Search each line of the data for the word "wall"; copy every line where it is found.

(Exercise input Opens)

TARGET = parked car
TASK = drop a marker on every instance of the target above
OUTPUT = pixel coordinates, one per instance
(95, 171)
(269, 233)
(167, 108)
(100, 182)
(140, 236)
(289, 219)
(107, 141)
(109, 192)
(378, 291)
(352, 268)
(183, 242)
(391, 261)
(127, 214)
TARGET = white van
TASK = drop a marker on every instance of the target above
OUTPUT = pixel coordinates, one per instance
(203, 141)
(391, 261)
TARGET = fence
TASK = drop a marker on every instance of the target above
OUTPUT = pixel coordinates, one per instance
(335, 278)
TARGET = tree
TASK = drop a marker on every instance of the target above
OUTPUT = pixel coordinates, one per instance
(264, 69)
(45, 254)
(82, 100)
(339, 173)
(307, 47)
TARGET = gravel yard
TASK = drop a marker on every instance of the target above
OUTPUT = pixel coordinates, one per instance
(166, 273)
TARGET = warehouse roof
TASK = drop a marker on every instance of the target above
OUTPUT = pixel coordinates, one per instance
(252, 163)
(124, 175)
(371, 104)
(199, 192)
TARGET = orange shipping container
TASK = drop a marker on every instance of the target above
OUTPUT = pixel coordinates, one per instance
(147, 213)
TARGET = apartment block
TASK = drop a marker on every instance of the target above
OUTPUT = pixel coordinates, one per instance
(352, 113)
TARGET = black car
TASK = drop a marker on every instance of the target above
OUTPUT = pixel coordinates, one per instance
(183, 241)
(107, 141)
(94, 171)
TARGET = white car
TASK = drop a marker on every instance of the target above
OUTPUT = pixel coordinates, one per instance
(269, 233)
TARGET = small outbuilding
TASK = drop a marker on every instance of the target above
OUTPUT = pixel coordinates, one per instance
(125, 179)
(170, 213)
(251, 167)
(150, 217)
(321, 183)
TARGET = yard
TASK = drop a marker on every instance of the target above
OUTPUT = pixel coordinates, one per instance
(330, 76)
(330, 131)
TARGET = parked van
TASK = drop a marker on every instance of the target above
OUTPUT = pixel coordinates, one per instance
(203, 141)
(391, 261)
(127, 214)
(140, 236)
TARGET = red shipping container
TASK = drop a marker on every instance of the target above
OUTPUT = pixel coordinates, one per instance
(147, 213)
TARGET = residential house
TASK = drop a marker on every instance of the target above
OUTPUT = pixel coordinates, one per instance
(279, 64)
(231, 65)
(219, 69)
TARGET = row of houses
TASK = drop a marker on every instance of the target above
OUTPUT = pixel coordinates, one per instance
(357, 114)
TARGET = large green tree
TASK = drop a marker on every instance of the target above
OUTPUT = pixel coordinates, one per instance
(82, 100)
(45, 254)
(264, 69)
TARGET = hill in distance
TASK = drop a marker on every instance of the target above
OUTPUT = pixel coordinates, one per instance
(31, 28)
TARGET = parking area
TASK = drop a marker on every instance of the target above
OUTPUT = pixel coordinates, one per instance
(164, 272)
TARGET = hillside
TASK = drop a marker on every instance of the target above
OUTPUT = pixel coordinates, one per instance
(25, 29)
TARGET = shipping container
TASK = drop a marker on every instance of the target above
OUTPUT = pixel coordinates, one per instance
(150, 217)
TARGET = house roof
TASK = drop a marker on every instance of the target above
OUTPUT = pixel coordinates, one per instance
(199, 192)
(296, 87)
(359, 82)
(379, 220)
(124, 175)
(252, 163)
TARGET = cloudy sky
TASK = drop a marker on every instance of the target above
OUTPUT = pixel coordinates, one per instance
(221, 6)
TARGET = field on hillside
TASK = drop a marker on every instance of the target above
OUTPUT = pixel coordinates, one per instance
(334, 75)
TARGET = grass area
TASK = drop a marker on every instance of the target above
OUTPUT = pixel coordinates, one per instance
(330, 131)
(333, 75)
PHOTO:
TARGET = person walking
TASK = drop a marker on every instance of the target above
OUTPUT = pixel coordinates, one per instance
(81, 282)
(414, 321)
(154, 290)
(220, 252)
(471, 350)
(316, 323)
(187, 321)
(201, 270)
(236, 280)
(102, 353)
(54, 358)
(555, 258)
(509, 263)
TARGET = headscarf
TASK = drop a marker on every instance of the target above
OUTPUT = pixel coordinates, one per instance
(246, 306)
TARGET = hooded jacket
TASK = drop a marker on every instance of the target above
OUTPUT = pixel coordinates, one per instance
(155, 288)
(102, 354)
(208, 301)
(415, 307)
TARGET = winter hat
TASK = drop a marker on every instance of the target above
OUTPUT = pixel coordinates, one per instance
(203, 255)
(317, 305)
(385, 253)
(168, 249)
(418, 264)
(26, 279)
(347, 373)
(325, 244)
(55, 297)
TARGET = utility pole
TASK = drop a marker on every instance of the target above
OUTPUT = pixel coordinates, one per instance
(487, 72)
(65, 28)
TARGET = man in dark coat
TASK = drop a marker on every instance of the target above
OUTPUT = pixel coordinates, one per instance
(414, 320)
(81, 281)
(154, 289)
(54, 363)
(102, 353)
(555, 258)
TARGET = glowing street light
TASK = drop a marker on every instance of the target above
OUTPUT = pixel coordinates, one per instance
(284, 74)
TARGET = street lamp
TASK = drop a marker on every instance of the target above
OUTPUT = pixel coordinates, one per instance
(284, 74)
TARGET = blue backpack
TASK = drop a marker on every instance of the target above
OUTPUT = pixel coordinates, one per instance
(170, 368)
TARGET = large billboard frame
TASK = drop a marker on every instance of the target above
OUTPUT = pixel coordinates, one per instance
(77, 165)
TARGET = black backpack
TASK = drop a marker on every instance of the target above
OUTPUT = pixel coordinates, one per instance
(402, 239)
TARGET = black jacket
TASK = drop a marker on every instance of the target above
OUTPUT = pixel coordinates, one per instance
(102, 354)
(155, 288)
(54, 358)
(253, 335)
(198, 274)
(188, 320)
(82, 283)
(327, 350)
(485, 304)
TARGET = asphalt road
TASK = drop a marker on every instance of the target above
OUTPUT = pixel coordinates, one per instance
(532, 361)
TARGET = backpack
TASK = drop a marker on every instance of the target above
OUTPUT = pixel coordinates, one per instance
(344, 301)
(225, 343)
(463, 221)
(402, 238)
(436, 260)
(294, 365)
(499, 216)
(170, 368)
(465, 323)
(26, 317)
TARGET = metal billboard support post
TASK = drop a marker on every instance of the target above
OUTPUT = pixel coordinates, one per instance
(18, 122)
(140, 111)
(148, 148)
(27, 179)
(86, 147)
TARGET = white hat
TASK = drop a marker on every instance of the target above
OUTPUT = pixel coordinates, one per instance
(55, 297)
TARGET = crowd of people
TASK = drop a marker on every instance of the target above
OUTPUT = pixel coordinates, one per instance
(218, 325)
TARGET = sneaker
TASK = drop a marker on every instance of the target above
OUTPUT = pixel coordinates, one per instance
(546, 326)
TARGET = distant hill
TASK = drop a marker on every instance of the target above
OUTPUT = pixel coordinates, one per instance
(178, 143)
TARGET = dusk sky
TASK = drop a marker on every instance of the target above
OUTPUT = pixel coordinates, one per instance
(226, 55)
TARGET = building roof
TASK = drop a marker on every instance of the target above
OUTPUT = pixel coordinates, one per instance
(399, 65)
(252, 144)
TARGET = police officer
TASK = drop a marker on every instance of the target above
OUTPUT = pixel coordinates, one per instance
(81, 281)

(Exercise input Closes)
(Exercise input Opens)

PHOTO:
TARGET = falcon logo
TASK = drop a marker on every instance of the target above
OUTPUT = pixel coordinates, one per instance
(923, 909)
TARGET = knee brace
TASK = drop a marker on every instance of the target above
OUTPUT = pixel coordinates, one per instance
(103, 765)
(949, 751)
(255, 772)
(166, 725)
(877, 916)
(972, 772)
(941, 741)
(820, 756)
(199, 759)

(Exercise input Closes)
(Exercise input Opens)

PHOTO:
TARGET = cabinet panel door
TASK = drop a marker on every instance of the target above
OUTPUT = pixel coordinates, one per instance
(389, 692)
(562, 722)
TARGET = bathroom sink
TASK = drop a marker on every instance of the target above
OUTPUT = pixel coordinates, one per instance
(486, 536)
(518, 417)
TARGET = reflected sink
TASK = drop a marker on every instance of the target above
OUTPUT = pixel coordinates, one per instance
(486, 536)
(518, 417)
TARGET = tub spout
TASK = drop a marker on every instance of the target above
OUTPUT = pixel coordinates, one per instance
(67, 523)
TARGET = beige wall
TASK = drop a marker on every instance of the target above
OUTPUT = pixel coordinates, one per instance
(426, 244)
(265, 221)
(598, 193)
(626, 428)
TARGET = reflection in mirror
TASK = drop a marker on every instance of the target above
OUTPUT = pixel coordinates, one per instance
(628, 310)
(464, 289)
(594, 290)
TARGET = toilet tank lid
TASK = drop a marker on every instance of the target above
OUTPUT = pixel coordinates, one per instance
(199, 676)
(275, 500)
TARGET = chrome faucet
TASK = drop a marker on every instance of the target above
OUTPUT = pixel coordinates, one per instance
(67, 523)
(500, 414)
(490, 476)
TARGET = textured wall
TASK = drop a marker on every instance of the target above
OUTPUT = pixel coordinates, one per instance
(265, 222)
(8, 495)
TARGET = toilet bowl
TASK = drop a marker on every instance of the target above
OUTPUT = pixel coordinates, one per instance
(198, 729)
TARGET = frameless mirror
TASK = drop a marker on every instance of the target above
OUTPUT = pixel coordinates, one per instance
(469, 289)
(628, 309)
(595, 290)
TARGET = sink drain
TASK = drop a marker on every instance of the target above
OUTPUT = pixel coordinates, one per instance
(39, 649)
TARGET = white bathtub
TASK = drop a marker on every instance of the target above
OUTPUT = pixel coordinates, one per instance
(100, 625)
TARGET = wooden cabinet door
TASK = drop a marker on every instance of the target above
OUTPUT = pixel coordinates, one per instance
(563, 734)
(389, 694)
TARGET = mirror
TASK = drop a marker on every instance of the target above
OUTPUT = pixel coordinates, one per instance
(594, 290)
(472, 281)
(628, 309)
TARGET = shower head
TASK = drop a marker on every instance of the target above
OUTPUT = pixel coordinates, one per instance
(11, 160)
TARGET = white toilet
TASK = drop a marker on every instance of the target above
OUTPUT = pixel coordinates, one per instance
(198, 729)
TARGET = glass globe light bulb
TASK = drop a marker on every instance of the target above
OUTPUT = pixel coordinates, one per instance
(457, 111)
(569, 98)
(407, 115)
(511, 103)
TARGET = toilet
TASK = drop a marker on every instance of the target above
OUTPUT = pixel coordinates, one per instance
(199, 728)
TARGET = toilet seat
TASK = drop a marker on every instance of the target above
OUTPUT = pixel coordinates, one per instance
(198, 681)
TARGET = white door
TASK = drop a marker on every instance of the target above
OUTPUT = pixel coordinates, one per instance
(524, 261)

(Exercise input Closes)

▸ **Solution to the exercise**:
TARGET = beige wall
TARGET = textured wall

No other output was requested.